>> BEGIN

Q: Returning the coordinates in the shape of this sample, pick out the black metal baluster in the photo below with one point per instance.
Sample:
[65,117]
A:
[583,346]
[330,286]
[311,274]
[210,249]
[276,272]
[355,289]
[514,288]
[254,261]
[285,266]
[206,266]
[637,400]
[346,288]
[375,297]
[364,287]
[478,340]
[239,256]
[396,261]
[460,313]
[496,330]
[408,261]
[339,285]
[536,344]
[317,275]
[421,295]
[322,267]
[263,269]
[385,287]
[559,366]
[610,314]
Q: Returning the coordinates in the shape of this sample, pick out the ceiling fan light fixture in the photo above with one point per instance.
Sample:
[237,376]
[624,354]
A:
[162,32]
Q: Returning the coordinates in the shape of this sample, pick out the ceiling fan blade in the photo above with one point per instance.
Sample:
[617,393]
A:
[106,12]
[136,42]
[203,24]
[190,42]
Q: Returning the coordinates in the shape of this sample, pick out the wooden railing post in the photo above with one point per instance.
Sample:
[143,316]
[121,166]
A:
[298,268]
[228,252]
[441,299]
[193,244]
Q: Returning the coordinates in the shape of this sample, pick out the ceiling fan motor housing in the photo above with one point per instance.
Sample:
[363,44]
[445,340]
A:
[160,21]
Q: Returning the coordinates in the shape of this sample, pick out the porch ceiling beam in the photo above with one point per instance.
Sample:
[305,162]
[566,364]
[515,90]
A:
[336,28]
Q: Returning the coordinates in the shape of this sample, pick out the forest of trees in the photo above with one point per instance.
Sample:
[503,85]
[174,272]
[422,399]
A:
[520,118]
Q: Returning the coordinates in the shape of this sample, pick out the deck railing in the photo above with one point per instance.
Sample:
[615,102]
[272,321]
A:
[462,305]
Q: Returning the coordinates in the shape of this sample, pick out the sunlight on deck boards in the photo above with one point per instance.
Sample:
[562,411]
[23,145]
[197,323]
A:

>> END

§ TASK GOAL: Copy all of the rows above word for word, changing nothing.

§ SOLVED EXERCISE:
Q: Returning the coordinates in the shape of this sample, pick out the black metal baluster in the photo below with one point per instance.
Sample:
[65,117]
A:
[583,346]
[330,286]
[311,274]
[210,249]
[276,272]
[355,289]
[514,288]
[254,261]
[285,266]
[206,266]
[637,400]
[346,288]
[375,297]
[364,287]
[478,340]
[239,256]
[396,261]
[460,313]
[496,330]
[408,261]
[339,285]
[536,344]
[317,275]
[421,295]
[322,267]
[263,269]
[385,287]
[559,366]
[610,314]
Q: Returning the coordinates in the shape of this sample, pick out the ceiling fan light fixture in the photo above with one point per instance.
Sample:
[237,376]
[624,354]
A:
[162,32]
Q: Returning the coordinates in the shape of this sample, pick out the ceiling fan blade in the photo above with one point per instance.
Sample:
[617,393]
A:
[106,12]
[136,42]
[203,24]
[190,42]
Q: Returning the coordinates in the shape of this sample, pick out the wooden railing post in the photo above with one point per instance.
Sample:
[143,316]
[121,166]
A:
[298,268]
[228,252]
[441,299]
[193,244]
Q: Returning the coordinates in the shape of this sample, pick out the ceiling fan motor housing in the photo above with one point per instance.
Sample:
[363,44]
[445,340]
A:
[160,21]
Q: Returning the coordinates in the shape of this sample, pick out the porch ceiling beam in the photo above with one point per instance.
Sample:
[305,162]
[566,364]
[515,90]
A:
[336,28]
Q: Returning the coordinates in the shape of this sample, pick out the forest of trees in the photo above with one point per instance.
Sample:
[503,85]
[174,272]
[422,399]
A:
[520,118]
Q: Returning the coordinates in the shape of this sample, pick out the deck railing in the photo above with one point per instance.
Sample:
[615,102]
[272,321]
A:
[462,305]
Q: Returning the coordinates in the shape of this sample, pick out the sunlight on deck boards in the photo above with one point per instance.
Sample:
[562,411]
[23,145]
[197,323]
A:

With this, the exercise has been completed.